▸ What to produce:
Would it be possible to quote, exactly and in full, the lines from the one with "Could you point out the black fin" through the end of the entries below?
* Start Supplied records *
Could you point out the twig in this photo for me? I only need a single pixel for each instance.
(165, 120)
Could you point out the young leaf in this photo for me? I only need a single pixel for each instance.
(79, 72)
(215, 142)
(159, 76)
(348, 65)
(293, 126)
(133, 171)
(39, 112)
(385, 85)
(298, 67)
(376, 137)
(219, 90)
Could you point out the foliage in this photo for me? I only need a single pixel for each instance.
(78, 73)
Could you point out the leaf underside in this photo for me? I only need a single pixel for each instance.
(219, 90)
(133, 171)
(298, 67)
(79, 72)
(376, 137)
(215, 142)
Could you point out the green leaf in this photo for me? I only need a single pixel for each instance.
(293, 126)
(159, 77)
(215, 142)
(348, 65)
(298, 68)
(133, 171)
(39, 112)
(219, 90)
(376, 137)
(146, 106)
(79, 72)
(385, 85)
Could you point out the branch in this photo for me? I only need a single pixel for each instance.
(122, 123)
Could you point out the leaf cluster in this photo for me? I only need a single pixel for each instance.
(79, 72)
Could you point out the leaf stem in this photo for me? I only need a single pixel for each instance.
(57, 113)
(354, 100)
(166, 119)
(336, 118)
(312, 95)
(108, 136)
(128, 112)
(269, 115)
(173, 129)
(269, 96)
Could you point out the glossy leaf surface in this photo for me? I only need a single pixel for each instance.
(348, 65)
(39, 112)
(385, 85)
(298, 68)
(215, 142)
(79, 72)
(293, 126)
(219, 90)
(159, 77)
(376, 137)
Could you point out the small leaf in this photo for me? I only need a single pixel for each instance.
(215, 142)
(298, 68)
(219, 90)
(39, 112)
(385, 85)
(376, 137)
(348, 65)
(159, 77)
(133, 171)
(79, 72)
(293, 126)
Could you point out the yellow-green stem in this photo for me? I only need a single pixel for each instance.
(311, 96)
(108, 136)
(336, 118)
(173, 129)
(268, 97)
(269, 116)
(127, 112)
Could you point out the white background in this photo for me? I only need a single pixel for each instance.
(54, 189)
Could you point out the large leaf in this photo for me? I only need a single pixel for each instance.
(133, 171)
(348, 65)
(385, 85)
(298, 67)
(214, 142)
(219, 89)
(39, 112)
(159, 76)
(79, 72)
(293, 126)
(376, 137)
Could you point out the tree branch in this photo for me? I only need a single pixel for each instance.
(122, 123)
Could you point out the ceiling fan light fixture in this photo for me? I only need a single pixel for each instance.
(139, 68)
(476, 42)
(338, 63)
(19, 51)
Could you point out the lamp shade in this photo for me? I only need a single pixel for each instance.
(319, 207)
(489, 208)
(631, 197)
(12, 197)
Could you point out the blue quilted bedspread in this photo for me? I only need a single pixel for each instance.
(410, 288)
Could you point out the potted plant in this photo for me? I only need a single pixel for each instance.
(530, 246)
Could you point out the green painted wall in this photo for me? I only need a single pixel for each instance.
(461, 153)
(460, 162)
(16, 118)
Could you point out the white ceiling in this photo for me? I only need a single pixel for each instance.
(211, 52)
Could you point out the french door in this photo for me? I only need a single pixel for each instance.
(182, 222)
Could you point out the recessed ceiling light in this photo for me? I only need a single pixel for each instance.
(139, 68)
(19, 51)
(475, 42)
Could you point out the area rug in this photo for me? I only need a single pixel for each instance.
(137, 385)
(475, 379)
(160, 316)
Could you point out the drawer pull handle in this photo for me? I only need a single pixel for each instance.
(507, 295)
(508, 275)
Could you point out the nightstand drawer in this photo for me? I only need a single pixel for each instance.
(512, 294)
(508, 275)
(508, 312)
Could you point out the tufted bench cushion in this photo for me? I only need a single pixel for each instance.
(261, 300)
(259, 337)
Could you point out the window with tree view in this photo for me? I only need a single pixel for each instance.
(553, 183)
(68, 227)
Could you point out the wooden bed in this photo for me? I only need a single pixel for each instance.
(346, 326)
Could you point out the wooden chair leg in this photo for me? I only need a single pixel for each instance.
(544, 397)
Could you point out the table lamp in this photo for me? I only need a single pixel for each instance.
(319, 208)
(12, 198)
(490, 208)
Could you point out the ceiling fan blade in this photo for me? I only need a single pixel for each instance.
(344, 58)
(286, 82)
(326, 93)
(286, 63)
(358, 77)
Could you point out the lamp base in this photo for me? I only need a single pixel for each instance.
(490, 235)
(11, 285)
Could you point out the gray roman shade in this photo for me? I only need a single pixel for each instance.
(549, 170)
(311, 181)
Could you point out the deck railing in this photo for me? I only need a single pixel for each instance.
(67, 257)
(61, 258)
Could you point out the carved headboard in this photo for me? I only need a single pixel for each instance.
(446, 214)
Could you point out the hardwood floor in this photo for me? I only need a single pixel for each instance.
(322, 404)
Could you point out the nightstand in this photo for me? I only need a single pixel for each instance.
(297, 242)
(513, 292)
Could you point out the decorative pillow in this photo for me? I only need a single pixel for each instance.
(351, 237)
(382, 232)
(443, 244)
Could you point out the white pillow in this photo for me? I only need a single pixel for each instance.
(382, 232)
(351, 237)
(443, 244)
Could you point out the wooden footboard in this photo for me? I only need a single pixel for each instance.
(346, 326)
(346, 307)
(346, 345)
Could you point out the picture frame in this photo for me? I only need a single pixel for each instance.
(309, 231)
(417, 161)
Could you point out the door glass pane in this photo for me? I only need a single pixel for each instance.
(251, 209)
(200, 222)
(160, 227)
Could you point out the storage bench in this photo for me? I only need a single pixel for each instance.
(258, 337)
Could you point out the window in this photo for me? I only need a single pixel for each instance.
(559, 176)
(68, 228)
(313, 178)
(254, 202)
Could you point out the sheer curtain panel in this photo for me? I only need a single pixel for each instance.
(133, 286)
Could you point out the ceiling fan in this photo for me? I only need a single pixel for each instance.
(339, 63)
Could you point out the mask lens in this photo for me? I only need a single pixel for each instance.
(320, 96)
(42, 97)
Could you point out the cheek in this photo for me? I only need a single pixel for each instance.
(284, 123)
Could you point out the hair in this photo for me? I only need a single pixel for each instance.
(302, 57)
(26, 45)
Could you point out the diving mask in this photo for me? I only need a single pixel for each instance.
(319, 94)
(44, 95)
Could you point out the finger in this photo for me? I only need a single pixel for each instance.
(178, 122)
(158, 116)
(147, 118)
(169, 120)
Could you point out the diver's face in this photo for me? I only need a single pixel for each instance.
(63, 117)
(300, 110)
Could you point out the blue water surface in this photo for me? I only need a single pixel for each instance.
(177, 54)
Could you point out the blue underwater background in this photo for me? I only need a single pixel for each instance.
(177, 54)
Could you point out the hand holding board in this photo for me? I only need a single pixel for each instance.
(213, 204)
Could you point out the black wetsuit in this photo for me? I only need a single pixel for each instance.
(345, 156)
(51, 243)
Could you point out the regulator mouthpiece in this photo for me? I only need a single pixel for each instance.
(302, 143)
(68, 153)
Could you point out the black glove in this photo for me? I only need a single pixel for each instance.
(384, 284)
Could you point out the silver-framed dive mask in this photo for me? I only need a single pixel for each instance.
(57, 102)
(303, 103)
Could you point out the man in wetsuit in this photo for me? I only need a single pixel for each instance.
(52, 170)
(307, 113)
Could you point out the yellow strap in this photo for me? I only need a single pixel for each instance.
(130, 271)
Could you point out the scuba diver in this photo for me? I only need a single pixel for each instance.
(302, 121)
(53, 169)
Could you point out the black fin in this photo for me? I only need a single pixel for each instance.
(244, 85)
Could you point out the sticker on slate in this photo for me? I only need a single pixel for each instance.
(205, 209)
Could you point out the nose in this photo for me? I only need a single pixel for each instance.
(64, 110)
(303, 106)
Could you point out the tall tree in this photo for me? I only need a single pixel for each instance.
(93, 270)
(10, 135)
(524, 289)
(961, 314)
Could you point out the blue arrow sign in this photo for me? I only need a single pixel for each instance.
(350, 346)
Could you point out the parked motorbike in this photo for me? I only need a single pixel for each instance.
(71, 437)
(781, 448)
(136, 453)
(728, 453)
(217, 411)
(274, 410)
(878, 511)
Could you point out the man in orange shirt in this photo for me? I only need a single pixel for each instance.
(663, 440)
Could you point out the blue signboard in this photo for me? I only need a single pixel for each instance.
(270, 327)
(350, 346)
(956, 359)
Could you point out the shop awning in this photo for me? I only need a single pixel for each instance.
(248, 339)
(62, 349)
* End Supplied records *
▸ The solution:
Could you point out the black fin in this photo for me? I only need a single pixel for each instance.
(244, 85)
Could you point out the sticker on slate in this photo for me? I only need a single pixel for each instance.
(205, 209)
Could you point out the nose in this photo for me? I only need a single pixel for each instance.
(64, 110)
(303, 106)
Could you point out the tall tree in this photo for me? I only need a single pixel for each instance.
(93, 270)
(10, 135)
(524, 289)
(961, 314)
Could you point out the blue arrow sign in this photo for me? I only need a single pixel for each instance.
(350, 346)
Could you point out the parked motorbike in this photo for me? I only need a single pixel for each instance.
(71, 437)
(781, 448)
(136, 453)
(728, 453)
(217, 411)
(274, 410)
(878, 511)
Could you point out the man in orange shirt in this photo for me? I only need a single pixel for each instance.
(663, 440)
Could you point out the blue signboard in this photo for me? I only need a single pixel for each instance.
(270, 327)
(350, 346)
(956, 359)
Could you point out the shop awning in this photo for me? I only need a single pixel for each instance.
(248, 339)
(62, 349)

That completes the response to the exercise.